What you will do => Gather every line in the records below that contains the word "grass", and copy each one out. Case counts.

Entries supplied =>
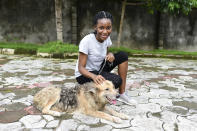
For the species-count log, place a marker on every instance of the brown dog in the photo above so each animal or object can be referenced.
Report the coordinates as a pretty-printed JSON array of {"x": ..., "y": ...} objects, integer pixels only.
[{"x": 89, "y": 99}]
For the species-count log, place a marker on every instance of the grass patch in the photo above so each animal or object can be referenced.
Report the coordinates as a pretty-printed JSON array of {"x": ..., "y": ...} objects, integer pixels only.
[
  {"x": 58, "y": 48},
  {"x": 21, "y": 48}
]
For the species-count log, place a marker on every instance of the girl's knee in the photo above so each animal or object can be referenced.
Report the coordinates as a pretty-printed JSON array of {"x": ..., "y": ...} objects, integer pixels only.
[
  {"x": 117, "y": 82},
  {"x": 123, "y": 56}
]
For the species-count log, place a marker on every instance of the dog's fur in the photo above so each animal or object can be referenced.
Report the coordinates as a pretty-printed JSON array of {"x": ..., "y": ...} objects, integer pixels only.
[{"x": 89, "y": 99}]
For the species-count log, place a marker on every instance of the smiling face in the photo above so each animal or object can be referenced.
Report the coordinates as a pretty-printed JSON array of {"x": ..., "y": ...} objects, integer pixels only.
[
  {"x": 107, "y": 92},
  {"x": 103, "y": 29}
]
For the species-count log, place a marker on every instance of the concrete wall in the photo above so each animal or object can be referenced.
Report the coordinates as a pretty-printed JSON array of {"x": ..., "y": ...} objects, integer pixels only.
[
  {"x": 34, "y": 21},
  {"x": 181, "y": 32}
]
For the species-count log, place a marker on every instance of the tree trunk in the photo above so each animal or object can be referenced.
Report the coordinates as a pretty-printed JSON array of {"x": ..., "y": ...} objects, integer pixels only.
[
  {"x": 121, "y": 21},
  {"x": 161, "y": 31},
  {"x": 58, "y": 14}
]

* * *

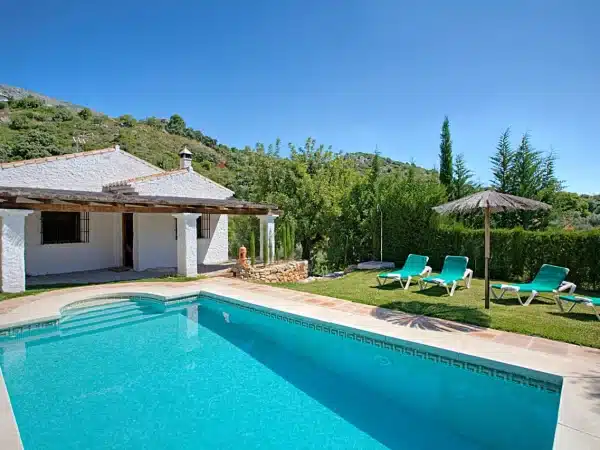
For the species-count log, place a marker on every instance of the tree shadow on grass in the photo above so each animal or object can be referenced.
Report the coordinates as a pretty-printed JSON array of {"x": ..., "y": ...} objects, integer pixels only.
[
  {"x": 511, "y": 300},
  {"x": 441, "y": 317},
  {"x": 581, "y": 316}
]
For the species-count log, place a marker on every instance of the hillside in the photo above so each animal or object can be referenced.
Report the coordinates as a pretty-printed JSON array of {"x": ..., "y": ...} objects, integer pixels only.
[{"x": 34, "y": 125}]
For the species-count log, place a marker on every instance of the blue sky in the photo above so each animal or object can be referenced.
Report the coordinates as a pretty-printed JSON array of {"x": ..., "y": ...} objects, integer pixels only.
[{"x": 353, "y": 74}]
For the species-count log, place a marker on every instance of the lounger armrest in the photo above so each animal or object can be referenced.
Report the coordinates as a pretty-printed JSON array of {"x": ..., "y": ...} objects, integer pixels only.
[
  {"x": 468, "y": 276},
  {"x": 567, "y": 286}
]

Output for this task =>
For the species-count log, place a marker on every instance of the grass patch in the photo above so each animal or object can be referenced.
For the species-count log, place a marker on every instance of the tree shadow on grass in the photo above so each animal or object can be referenced.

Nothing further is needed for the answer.